Copy these records line for line, without changing anything.

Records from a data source

+++++

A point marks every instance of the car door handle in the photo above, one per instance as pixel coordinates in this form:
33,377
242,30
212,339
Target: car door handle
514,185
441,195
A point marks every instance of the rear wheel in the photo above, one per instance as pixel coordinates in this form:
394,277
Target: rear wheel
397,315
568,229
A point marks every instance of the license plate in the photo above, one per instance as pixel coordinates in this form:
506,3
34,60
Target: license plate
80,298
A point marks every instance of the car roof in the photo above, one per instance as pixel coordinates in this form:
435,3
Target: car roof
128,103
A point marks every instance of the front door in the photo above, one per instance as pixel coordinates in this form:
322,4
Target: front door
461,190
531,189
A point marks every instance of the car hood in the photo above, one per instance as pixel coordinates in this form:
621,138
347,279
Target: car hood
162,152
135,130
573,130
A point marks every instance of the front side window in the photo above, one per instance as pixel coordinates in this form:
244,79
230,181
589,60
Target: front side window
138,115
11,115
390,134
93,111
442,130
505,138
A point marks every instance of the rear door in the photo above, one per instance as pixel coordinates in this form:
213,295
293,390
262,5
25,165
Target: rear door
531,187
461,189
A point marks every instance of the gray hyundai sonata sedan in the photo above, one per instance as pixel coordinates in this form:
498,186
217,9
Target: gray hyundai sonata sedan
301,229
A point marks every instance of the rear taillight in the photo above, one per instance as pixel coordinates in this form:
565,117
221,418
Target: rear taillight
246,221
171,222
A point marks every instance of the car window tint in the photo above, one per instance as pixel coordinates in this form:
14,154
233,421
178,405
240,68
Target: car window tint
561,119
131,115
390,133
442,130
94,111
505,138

+++++

• [Answer to this exercise]
A point marks every instance of the car door handle in the photo above, one per instance as pixel coordinates in this form:
33,377
242,30
212,339
Target: car door handle
514,185
441,195
A point marks every instance of the rear wheel in the photo above, one per instance as pixel coordinates in this form:
394,277
Target: rear wheel
397,315
568,229
A point marks every instance of the license plate in the photo above, one per instance as pixel coordinates in this form:
506,3
34,60
Target: license plate
80,298
A point marks every instance of the car roof in the photo above, one per instance as pixel coordinates in this form:
435,3
Target: car roof
128,103
A point marks every instance of the front door in the photo above, one per instance as pixel coordinates in this form:
322,4
Target: front door
461,190
531,189
A point marks every instance of the car hood in the photo above, one per instance as pixel coordinates in this form:
621,138
347,279
Target: car hood
162,152
135,130
573,130
A point marks every instance of the front side window in the photo above, one per instance as pixel coordinates in this form:
244,79
230,181
589,60
Target: front side window
138,115
11,115
390,134
93,111
442,130
505,138
A point marks every instance of the rear door in the photo above, one per instance as pixel coordinates in this form:
213,295
293,390
262,5
25,165
Target: rear door
531,187
461,189
A point marks every instance of the gray hyundai sonata sedan in the photo above, one per instance as pixel coordinates in this form:
498,186
217,9
Target: gray hyundai sonata sedan
301,229
A point marks every instance of the rear taillight in the photo above, one per instance as pixel coordinates in this form:
565,117
221,418
Target: rear taillight
246,221
171,222
A point marks every instance of the car window tint in the photo above, one per instance as pixel coordinates in this form:
14,154
233,421
178,405
240,68
Target: car window tint
561,119
131,115
390,133
442,130
94,111
505,138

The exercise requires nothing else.